[Items listed in a dataset]

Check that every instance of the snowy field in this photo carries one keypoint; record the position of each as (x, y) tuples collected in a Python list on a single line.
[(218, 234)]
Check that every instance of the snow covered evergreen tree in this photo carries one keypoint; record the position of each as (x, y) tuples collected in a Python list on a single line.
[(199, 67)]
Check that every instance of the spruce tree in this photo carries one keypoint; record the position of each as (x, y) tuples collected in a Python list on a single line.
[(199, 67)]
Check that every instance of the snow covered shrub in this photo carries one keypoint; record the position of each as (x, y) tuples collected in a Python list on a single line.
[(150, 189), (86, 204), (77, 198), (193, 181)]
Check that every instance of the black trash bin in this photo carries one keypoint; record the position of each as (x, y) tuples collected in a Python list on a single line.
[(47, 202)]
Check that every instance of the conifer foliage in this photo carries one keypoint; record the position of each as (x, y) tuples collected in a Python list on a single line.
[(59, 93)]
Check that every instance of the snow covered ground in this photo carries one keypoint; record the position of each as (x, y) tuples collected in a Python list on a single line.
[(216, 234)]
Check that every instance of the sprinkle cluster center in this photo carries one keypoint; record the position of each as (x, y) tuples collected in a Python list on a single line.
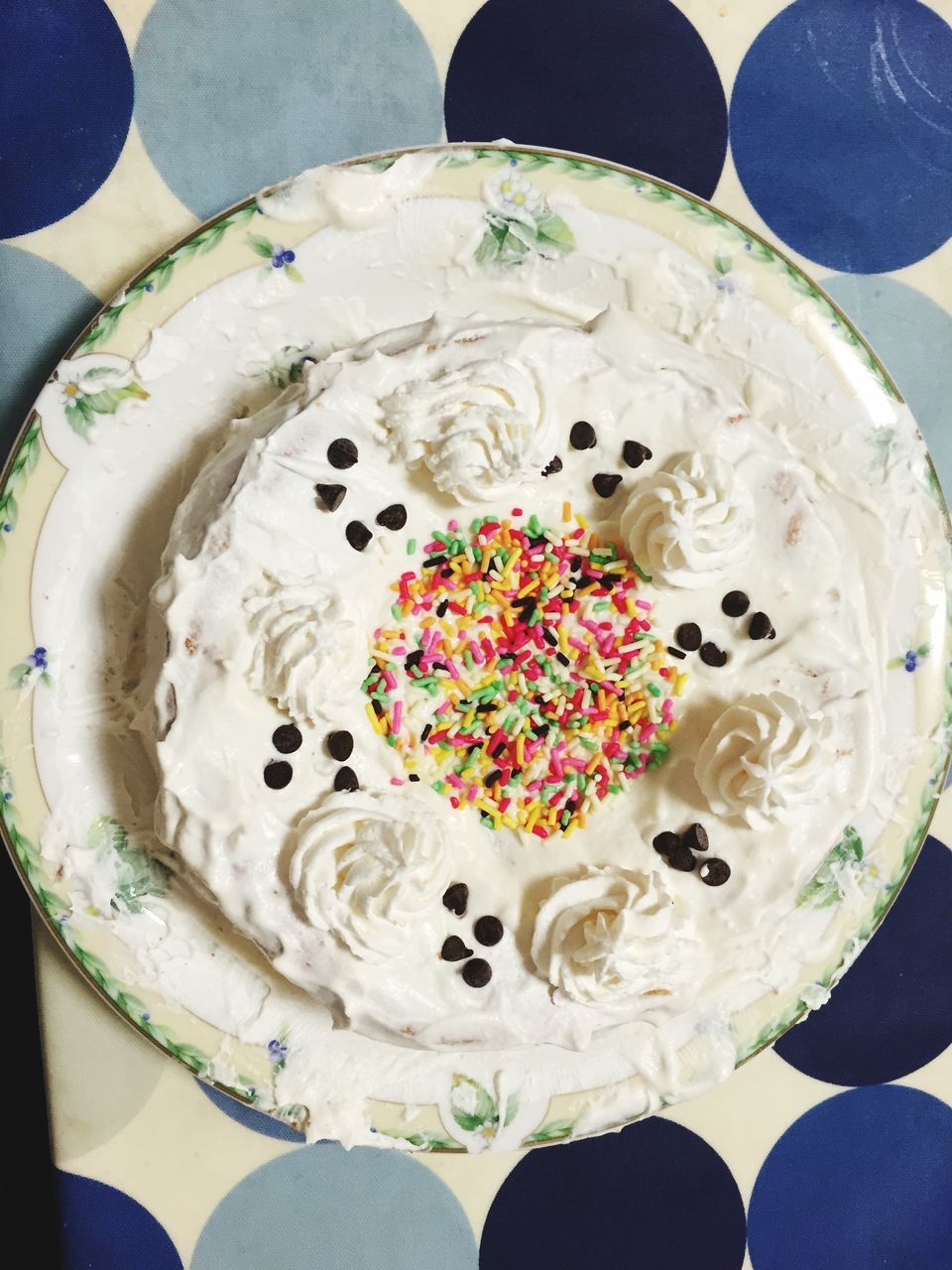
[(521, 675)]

--

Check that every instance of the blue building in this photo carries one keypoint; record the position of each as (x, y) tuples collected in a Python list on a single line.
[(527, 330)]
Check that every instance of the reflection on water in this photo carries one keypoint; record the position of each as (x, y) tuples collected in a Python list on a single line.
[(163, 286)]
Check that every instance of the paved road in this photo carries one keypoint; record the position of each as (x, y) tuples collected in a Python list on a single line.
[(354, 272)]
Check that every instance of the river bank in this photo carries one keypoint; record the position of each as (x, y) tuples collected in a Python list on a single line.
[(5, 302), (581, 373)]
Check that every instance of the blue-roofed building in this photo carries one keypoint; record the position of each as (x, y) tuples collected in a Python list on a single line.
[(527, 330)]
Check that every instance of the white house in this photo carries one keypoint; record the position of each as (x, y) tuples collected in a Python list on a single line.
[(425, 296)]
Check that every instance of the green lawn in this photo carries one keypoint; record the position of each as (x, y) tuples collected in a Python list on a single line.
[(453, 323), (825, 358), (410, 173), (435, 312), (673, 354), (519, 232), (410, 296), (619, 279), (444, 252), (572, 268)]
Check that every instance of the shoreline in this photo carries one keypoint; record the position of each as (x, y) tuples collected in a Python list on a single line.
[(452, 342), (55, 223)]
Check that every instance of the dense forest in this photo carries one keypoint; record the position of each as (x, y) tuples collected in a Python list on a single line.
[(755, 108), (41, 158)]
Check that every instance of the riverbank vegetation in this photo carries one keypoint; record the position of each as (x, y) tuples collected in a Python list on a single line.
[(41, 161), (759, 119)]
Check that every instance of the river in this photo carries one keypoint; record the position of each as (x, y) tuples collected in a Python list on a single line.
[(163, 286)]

*What is expected:* Rescale the data from the line with "Check that every instance of the snowy" to the line with "[(216, 234)]", both included: reproduce every line, requests and all, but multiply each keypoint coordinate in the answers by 0.8 and round to the nearest whole number, with halves rounded up.

*Response to this exercise:*
Check that every instance of the snowy field in this photo carries one keypoint; record the position of each as (x, y) tuples collected in a Python list on a single line.
[(174, 187)]
Check that every instance of the snow covered evergreen tree in this photo carries one keypoint; record the position of each as (x, y) tuples collected in a Python list on a single line.
[(159, 54)]
Check that every instance of the spruce tree in this photo carries one keypoint; record the position of each as (x, y) tuples collected in a Python list on a single line.
[(159, 54)]
Check that every instance of the snow covered shrub in this photo carries one keypoint; record the position of each as (x, y) tuples collected in a Python list on a single line.
[(120, 151), (69, 163), (62, 158), (154, 145)]
Check that every instance of the black trash bin in this photo carries one keypoint; record the position of each as (x, y) tuples collected in a Python list on a single line.
[(38, 162)]
Check that every instance of the conifer foliage in this photo carries one keypoint; record the position of each as (x, y) tuples collected in a Python list on a single line.
[(47, 74)]
Check that every instance of the snow covered ground in this photo carries one keypoint; record the position of each as (x, y) tuples collected in a Python list on a single line.
[(173, 187)]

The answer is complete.